- _Provided data_:
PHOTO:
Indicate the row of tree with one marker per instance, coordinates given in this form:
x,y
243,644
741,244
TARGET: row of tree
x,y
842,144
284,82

- _Try it_:
Each line of the listing is to be duplicated exactly as it appears.

- _Problem solution_:
PHOTO:
Indicate the row of tree with one marker per instance, coordinates given in this form:
x,y
243,644
741,244
TARGET: row of tree
x,y
842,144
284,82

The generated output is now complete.